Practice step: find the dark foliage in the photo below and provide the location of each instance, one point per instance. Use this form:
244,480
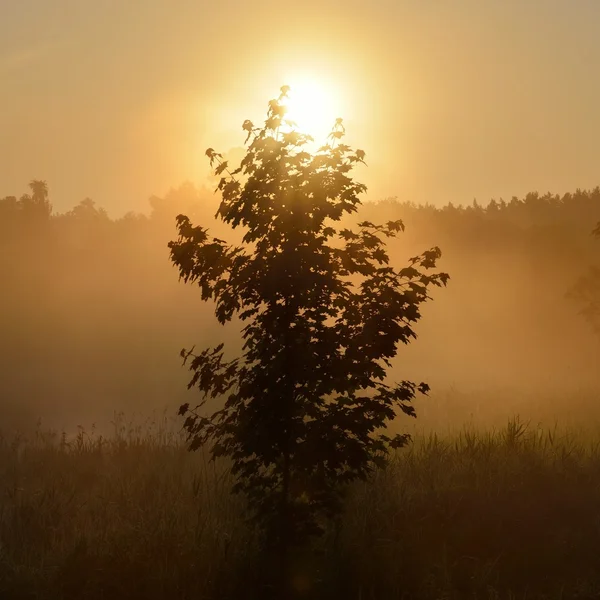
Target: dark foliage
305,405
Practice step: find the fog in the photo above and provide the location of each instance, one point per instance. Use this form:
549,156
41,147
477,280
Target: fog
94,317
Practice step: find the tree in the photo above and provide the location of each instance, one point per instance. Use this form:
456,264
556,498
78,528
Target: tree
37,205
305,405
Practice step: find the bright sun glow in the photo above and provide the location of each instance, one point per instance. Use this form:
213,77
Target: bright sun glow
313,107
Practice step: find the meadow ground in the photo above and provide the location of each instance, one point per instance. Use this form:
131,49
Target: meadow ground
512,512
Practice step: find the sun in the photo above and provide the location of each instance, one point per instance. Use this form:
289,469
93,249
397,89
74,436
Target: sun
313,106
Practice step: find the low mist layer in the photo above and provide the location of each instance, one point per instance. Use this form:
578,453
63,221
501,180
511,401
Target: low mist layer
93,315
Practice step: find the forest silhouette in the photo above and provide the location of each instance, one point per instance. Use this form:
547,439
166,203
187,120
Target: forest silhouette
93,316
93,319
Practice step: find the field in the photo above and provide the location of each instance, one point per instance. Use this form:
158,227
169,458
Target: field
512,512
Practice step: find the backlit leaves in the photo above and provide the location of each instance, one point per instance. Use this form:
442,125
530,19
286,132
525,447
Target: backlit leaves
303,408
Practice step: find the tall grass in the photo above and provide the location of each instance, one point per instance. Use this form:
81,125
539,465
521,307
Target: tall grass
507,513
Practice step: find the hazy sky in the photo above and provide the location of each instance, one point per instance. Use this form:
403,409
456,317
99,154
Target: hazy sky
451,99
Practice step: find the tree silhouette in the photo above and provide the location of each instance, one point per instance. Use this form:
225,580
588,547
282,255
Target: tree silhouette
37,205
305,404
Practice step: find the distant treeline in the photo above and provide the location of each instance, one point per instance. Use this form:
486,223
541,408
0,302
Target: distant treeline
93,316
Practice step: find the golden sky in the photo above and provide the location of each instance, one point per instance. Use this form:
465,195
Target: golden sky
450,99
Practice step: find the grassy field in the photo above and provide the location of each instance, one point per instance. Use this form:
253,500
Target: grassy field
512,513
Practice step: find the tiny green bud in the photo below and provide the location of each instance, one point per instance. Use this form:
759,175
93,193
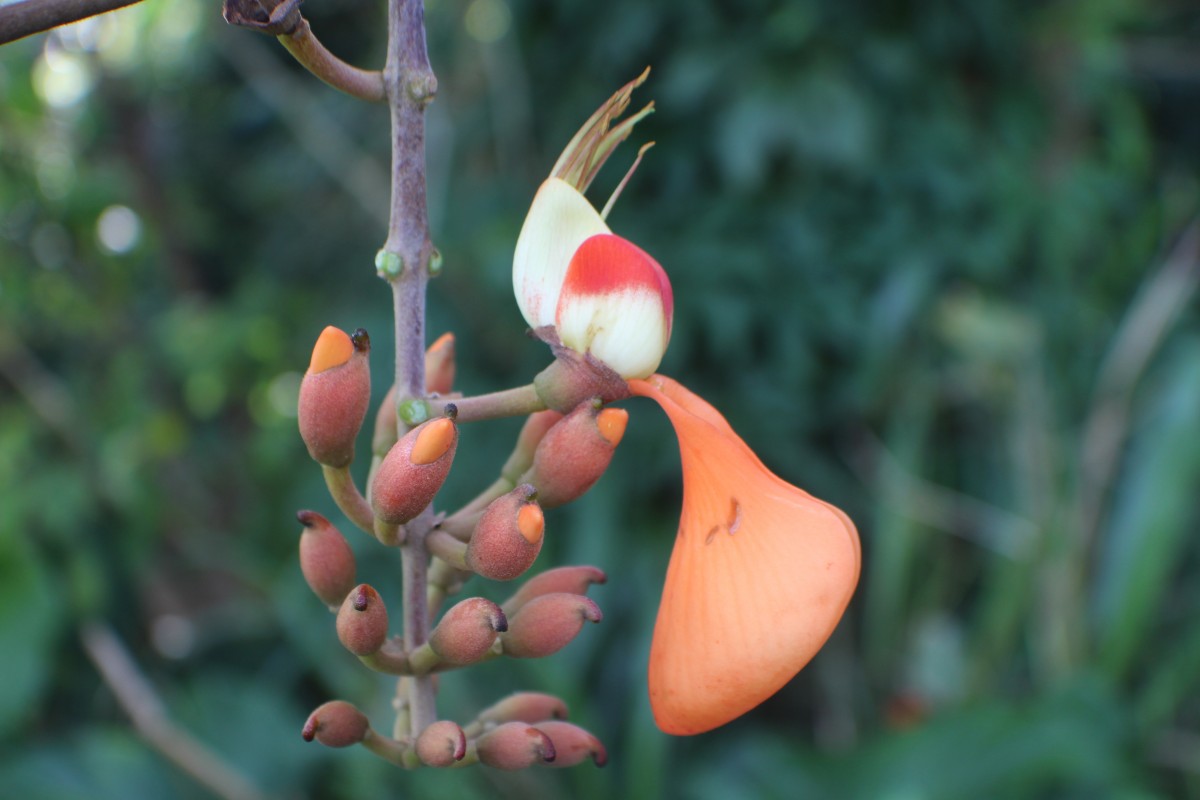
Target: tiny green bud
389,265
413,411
*****
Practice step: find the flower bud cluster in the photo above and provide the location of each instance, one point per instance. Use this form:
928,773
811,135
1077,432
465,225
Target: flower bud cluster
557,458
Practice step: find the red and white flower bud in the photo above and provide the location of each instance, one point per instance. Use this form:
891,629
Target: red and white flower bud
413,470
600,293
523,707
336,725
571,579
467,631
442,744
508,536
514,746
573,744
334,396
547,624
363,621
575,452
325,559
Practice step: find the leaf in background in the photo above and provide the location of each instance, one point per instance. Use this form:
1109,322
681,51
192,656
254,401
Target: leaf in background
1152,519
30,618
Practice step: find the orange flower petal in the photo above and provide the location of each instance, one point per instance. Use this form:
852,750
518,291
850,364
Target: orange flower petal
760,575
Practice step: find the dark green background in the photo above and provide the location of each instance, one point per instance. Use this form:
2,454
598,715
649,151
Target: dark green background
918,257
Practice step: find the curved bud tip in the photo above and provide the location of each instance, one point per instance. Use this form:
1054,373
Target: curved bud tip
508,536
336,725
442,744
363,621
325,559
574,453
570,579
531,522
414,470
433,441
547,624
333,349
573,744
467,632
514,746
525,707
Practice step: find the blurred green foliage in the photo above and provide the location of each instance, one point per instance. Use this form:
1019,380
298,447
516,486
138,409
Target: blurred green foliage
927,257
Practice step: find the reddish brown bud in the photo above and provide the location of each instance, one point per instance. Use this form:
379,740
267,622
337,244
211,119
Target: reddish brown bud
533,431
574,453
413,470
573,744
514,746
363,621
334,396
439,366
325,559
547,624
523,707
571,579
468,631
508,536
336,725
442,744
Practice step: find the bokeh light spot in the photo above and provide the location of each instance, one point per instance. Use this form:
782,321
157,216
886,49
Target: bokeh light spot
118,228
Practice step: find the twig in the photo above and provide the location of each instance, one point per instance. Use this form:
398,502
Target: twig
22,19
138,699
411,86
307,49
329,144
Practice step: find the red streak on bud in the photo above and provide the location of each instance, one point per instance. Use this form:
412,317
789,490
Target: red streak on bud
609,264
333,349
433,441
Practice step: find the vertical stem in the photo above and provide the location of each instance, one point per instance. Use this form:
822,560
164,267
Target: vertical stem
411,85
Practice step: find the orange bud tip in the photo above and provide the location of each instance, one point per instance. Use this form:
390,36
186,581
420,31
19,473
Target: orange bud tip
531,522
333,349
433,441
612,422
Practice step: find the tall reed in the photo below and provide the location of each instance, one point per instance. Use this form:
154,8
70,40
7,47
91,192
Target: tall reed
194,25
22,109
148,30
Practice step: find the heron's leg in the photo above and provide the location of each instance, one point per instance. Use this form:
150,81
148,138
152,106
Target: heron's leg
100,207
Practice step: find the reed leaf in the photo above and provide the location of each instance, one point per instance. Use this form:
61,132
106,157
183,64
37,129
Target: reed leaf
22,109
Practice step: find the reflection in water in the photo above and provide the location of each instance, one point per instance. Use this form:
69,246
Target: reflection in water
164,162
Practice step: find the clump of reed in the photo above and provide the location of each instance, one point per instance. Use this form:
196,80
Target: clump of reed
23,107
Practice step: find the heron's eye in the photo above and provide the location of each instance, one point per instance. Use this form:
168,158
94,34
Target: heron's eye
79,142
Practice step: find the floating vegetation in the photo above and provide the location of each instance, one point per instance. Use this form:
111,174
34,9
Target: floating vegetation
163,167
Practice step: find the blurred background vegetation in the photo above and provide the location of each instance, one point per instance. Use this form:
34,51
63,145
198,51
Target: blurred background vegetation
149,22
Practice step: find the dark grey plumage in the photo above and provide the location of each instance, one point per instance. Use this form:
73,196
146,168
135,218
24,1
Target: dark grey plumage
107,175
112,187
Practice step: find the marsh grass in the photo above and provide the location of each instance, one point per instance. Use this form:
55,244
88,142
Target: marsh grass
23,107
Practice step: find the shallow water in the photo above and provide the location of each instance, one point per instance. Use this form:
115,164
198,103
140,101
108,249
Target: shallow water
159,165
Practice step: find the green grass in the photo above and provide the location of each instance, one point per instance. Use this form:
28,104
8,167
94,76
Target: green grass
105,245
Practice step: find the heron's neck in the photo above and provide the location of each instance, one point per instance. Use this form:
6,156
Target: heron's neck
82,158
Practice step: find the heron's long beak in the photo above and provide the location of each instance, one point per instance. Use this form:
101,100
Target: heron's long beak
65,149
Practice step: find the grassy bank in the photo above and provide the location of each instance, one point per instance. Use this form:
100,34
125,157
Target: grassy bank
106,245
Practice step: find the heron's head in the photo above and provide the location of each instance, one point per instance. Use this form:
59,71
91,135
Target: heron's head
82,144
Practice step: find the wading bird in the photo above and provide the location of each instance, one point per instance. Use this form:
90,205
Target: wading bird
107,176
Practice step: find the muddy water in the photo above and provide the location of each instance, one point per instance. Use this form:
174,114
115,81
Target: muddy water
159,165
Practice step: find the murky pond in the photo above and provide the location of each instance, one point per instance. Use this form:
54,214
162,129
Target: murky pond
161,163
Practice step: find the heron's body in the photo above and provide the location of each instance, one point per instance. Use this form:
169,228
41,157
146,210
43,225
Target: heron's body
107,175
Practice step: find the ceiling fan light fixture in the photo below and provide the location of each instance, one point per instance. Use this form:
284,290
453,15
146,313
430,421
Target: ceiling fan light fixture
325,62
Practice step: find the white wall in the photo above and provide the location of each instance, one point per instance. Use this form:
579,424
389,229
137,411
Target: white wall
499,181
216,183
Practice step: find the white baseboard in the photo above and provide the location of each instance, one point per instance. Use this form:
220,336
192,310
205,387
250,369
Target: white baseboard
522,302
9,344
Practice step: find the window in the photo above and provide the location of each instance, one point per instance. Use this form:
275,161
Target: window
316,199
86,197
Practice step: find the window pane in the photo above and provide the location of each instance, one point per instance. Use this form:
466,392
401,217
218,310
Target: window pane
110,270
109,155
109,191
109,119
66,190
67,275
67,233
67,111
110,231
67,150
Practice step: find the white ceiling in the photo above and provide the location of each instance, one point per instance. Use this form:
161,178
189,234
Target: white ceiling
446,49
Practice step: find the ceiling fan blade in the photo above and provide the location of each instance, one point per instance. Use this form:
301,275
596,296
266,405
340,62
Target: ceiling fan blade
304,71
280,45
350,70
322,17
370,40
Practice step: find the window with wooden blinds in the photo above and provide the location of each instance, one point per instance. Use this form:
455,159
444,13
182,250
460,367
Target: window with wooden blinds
*****
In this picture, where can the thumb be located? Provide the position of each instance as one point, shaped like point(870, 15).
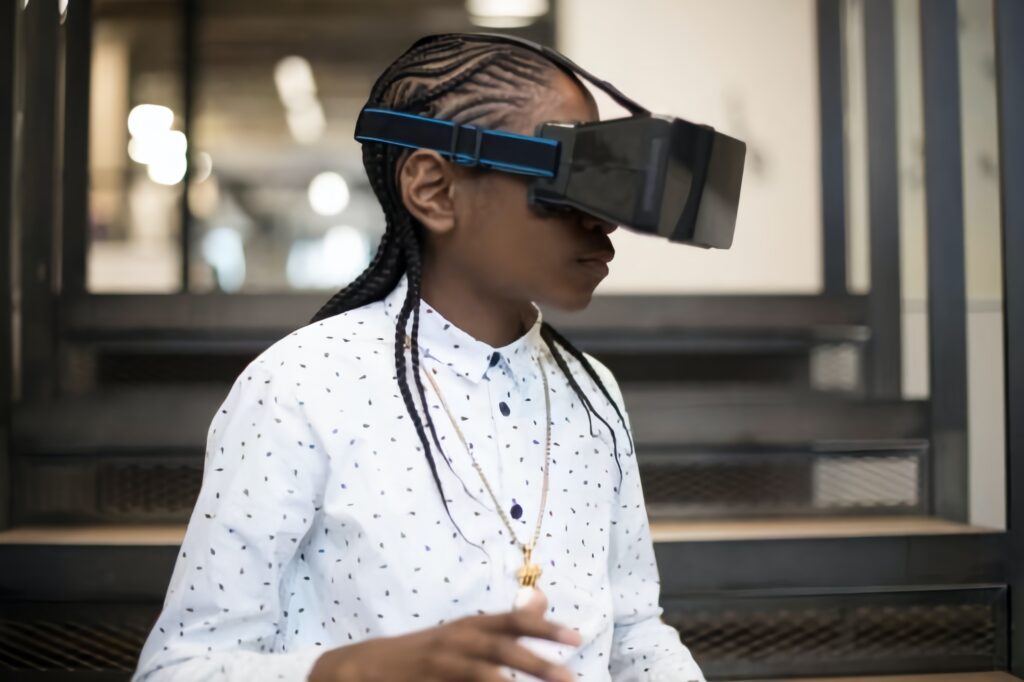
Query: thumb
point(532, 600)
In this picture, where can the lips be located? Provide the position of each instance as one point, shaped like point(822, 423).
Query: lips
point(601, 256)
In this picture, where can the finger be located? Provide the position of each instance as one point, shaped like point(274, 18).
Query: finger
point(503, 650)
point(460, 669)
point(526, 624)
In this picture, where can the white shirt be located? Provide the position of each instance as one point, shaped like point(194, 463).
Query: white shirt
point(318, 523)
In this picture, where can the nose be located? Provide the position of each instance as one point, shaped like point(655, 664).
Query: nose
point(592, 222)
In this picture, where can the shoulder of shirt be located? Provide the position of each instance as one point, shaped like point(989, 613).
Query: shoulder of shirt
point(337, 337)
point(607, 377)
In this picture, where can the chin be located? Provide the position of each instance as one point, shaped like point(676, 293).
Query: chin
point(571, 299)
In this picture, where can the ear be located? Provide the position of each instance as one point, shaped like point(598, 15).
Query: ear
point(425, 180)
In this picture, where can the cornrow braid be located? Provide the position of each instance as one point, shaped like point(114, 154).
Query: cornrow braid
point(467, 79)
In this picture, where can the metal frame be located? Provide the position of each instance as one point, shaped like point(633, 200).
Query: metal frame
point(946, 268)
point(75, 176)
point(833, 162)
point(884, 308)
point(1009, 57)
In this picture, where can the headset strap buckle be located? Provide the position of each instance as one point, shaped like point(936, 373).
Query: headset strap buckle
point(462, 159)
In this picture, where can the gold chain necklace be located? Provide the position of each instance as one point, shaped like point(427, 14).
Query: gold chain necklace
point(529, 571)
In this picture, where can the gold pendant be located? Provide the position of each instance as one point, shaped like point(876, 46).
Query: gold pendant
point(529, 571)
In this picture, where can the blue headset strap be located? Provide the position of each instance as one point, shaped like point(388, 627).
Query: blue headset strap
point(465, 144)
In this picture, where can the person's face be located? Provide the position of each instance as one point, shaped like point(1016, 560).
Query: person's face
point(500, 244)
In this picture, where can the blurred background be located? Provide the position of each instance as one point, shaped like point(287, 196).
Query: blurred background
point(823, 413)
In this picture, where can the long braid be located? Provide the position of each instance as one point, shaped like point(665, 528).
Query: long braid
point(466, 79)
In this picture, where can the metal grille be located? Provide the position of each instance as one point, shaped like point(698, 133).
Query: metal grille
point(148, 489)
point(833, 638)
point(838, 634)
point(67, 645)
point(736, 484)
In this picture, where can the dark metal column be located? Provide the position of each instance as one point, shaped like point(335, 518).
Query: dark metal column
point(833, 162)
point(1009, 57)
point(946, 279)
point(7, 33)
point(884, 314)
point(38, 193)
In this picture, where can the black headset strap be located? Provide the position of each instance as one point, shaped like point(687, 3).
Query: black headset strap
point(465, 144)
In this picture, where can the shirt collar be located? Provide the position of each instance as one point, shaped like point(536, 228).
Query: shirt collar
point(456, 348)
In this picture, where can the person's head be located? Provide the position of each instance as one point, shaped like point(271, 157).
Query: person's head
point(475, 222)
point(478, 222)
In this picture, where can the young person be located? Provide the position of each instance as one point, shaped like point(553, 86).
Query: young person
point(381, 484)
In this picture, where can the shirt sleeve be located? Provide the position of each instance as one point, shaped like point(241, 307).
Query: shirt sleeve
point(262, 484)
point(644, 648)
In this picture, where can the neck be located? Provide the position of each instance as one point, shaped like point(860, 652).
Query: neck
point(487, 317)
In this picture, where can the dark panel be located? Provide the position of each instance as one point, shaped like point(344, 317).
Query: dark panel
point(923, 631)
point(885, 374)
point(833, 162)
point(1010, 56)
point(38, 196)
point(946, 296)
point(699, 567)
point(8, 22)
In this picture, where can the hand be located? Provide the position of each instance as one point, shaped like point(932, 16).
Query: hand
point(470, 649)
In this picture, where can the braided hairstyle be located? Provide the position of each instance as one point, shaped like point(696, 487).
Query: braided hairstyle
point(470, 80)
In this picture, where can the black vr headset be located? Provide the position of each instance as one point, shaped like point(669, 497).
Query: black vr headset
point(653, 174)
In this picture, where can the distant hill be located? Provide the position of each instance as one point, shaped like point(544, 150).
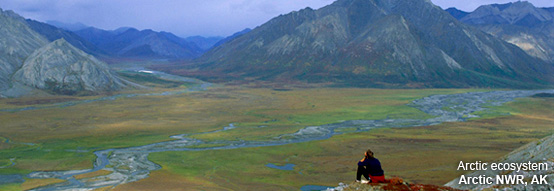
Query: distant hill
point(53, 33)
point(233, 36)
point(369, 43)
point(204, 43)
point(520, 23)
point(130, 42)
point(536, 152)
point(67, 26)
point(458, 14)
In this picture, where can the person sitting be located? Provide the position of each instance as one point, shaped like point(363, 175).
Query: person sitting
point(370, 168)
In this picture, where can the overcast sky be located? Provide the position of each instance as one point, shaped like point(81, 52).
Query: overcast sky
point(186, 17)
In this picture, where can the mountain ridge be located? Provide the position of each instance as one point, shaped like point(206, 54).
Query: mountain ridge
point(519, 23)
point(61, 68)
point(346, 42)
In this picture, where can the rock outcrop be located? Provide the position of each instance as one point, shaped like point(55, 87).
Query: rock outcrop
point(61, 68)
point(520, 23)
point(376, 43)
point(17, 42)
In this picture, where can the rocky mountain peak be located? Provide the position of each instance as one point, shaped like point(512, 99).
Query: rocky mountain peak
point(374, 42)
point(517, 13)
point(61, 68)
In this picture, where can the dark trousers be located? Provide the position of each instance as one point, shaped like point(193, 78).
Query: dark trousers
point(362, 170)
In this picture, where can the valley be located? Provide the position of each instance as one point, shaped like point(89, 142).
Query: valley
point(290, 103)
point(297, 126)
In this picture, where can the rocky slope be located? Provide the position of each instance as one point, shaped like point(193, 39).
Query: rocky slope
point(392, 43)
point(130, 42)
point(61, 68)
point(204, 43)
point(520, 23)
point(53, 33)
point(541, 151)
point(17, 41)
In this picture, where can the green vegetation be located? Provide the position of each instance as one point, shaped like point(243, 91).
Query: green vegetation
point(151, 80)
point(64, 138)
*****
▶ **Exercise**:
Where the string "blinds" occurs in the data, return the whole line.

▶ **Response**:
Practice step: find the window with wooden blinds in the photo above and provide the location of each instance, one point per instance. Use this form:
Target: window with wooden blinds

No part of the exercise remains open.